**DATA RECORDS**
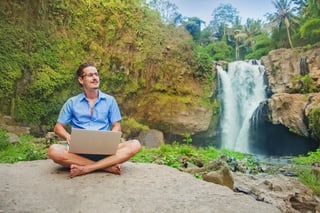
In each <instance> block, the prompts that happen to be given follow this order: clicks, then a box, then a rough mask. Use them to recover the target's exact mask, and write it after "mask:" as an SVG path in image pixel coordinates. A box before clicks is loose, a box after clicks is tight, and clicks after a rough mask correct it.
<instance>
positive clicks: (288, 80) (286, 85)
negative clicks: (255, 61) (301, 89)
mask: <svg viewBox="0 0 320 213" xmlns="http://www.w3.org/2000/svg"><path fill="white" fill-rule="evenodd" d="M261 61H262V64H263V65H264V66H265V69H266V75H267V79H268V83H269V87H270V89H271V91H272V93H293V92H295V88H294V84H293V80H294V78H295V77H296V76H299V75H306V74H308V75H310V77H311V78H312V79H313V80H314V81H315V82H316V84H317V85H320V48H315V49H311V50H304V49H302V48H295V49H285V48H281V49H276V50H272V51H270V52H269V54H268V55H267V56H264V57H262V58H261Z"/></svg>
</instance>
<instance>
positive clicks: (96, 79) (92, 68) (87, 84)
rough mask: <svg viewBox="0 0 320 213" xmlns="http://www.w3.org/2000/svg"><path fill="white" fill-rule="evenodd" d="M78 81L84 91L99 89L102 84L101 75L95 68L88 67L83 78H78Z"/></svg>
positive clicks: (84, 69)
mask: <svg viewBox="0 0 320 213" xmlns="http://www.w3.org/2000/svg"><path fill="white" fill-rule="evenodd" d="M78 81H79V83H80V84H81V85H82V86H83V88H84V89H98V88H99V84H100V81H99V73H98V71H97V69H96V68H95V67H86V68H84V70H83V74H82V76H80V77H78Z"/></svg>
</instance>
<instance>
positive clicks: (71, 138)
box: [69, 128, 122, 155]
mask: <svg viewBox="0 0 320 213" xmlns="http://www.w3.org/2000/svg"><path fill="white" fill-rule="evenodd" d="M121 134H122V133H121V132H114V131H105V130H88V129H75V128H73V129H72V130H71V143H70V145H69V152H72V153H77V154H97V155H112V154H114V153H115V152H116V151H117V149H118V145H119V143H120V140H121Z"/></svg>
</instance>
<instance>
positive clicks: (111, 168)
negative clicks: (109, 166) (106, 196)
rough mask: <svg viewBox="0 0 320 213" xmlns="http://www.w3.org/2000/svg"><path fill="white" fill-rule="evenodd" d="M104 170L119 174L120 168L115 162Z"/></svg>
mask: <svg viewBox="0 0 320 213" xmlns="http://www.w3.org/2000/svg"><path fill="white" fill-rule="evenodd" d="M104 170H105V171H106V172H110V173H112V174H116V175H121V172H122V169H121V165H120V164H116V165H114V166H110V167H108V168H106V169H104Z"/></svg>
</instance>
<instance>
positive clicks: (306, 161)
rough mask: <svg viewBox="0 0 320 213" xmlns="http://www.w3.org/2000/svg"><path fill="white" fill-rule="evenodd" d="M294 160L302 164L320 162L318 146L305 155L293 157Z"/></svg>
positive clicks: (306, 163)
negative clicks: (317, 146) (305, 155)
mask: <svg viewBox="0 0 320 213" xmlns="http://www.w3.org/2000/svg"><path fill="white" fill-rule="evenodd" d="M293 160H294V162H295V163H297V164H302V165H312V164H314V163H319V162H320V148H319V149H317V150H316V151H315V152H308V154H307V156H300V157H295V158H294V159H293Z"/></svg>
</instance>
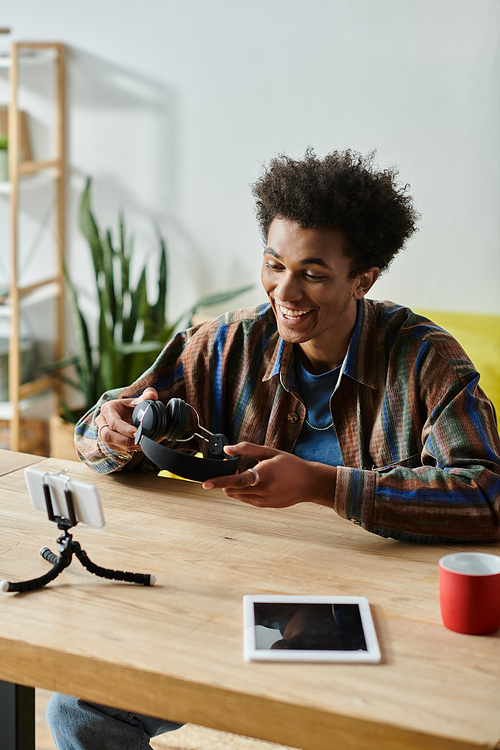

**PROMPT**
Pull out every line of the listing above that contains the string "negative", matching case exactly.

**RESULT**
negative clicks: (255, 61) (301, 89)
negative clicks: (109, 166) (106, 196)
negative clicks: (317, 146) (305, 155)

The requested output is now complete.